▶

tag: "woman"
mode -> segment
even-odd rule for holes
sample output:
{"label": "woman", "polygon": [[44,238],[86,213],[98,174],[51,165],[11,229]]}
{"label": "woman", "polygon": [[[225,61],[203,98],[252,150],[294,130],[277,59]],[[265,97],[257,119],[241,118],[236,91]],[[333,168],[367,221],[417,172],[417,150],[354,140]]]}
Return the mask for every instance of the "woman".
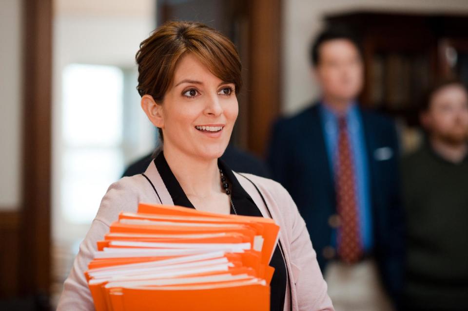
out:
{"label": "woman", "polygon": [[333,310],[305,224],[288,192],[273,181],[234,173],[219,160],[237,116],[242,82],[233,43],[205,25],[171,22],[141,43],[136,59],[141,108],[163,144],[144,174],[108,189],[58,309],[93,309],[83,273],[96,241],[119,212],[135,211],[144,201],[272,218],[281,230],[270,262],[271,310]]}

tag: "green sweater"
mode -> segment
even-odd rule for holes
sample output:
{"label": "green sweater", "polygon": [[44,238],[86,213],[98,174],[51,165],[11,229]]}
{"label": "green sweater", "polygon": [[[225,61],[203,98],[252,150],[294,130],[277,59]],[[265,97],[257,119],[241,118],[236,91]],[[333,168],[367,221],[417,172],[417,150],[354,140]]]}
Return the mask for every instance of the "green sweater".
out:
{"label": "green sweater", "polygon": [[402,165],[412,309],[468,310],[468,157],[448,162],[428,144]]}

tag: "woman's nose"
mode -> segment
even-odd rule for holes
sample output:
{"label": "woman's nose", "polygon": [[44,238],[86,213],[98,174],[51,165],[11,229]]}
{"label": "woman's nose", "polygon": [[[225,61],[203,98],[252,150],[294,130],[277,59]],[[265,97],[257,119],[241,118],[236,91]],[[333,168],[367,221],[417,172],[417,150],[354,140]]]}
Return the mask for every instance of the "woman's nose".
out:
{"label": "woman's nose", "polygon": [[219,115],[223,113],[223,108],[221,106],[221,103],[219,102],[219,99],[217,95],[211,96],[207,98],[205,113],[214,116]]}

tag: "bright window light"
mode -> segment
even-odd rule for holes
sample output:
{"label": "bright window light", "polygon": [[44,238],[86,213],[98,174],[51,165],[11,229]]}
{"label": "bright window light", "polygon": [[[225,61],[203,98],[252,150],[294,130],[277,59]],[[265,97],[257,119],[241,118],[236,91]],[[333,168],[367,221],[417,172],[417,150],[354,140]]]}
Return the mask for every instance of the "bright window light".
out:
{"label": "bright window light", "polygon": [[123,166],[123,73],[73,64],[62,78],[61,210],[71,222],[89,223]]}

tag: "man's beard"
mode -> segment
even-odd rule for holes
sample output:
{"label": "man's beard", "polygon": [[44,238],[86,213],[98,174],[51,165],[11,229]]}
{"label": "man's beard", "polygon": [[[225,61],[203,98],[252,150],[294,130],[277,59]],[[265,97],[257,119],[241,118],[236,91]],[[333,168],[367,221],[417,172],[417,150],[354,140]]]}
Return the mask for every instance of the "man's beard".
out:
{"label": "man's beard", "polygon": [[468,143],[468,131],[464,132],[454,131],[447,133],[438,133],[436,136],[442,142],[447,145],[457,146]]}

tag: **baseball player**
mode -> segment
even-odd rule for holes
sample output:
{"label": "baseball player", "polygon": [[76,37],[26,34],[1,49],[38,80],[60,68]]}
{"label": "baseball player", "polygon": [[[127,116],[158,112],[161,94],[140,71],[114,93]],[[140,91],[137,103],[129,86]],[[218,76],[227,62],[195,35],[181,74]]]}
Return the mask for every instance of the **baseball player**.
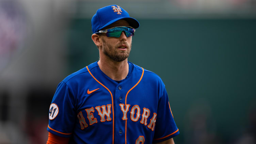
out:
{"label": "baseball player", "polygon": [[127,60],[139,22],[111,5],[91,24],[99,60],[58,85],[47,143],[174,144],[179,132],[163,81]]}

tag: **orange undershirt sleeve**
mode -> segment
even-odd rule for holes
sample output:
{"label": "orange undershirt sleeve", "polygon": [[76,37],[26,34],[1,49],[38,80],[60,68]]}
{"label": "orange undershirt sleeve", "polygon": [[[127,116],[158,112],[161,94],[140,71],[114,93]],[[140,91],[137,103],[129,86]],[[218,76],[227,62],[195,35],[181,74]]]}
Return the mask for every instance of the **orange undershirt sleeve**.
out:
{"label": "orange undershirt sleeve", "polygon": [[60,137],[49,132],[46,144],[68,144],[69,138]]}

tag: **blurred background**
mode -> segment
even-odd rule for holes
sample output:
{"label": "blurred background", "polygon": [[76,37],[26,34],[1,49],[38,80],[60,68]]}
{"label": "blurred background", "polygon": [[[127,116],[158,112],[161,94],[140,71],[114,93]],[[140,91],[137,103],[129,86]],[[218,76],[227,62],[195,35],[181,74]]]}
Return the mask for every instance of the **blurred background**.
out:
{"label": "blurred background", "polygon": [[177,144],[256,143],[256,1],[0,0],[0,144],[45,144],[58,83],[98,60],[97,9],[140,22],[128,60],[165,84]]}

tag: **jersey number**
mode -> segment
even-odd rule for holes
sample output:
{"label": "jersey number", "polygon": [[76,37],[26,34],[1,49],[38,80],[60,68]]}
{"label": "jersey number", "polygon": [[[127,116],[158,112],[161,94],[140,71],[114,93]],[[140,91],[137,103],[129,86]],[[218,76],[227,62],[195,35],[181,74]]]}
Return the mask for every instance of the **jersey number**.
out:
{"label": "jersey number", "polygon": [[[145,142],[145,139],[144,139],[144,137],[140,136],[136,140],[136,144],[143,144]],[[140,143],[141,142],[141,143]]]}
{"label": "jersey number", "polygon": [[49,112],[50,115],[52,117],[53,117],[53,116],[54,115],[54,114],[55,113],[55,112],[56,111],[56,110],[57,109],[57,108],[55,108],[53,110],[53,112],[52,113],[52,112],[53,109],[53,107],[52,107],[51,108],[51,109],[50,109],[50,112]]}
{"label": "jersey number", "polygon": [[59,108],[55,103],[52,103],[50,106],[49,119],[52,120],[55,118],[59,113]]}

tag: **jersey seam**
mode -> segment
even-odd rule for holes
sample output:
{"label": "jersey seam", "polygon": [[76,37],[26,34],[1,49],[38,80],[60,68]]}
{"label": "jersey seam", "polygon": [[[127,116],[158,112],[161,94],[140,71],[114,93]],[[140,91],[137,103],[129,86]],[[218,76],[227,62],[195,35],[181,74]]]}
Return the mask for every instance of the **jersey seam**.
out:
{"label": "jersey seam", "polygon": [[168,134],[167,135],[166,135],[166,136],[165,136],[164,137],[161,137],[161,138],[157,138],[157,139],[153,139],[153,140],[155,140],[155,141],[157,140],[161,140],[161,139],[164,139],[164,138],[167,138],[167,137],[170,137],[170,136],[172,136],[172,135],[174,134],[175,134],[176,133],[177,133],[178,131],[179,131],[179,129],[178,128],[177,129],[177,130],[176,130],[175,131],[174,131],[174,132],[173,132],[172,133],[171,133],[171,134]]}
{"label": "jersey seam", "polygon": [[51,127],[50,127],[50,126],[49,126],[49,125],[48,125],[48,128],[49,128],[49,129],[50,129],[50,130],[52,130],[52,131],[54,131],[54,132],[56,132],[58,133],[61,134],[64,134],[64,135],[69,135],[72,134],[72,133],[64,133],[64,132],[61,132],[60,131],[59,131],[58,130],[55,130],[55,129],[53,129],[52,128],[51,128]]}

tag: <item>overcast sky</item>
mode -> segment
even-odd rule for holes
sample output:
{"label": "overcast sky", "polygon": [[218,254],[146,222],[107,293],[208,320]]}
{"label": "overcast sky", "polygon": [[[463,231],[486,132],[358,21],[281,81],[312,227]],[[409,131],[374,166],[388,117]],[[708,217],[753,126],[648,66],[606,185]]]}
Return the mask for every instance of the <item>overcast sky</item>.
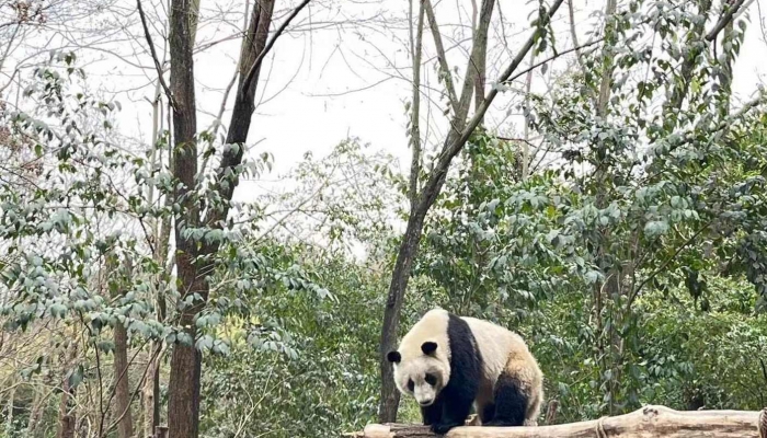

◀

▶ _GIVEN INSTRUCTION_: Pull out every line of the material that contains the string "player", treating uppercase and lowercase letters as different.

▶ _RESULT OF THIS TASK_:
tag: **baseball player**
{"label": "baseball player", "polygon": [[76,37],[26,34],[1,49],[38,80],[60,68]]}
{"label": "baseball player", "polygon": [[[127,116],[158,112],[161,94],[140,71],[114,93]],[[140,91],[137,103],[129,86]],[[218,76],[227,62],[195,35],[181,74]]]}
Return the mask for every instance of the **baseball player**.
{"label": "baseball player", "polygon": [[127,60],[139,22],[111,5],[91,24],[99,60],[58,85],[47,143],[174,144],[179,132],[163,81]]}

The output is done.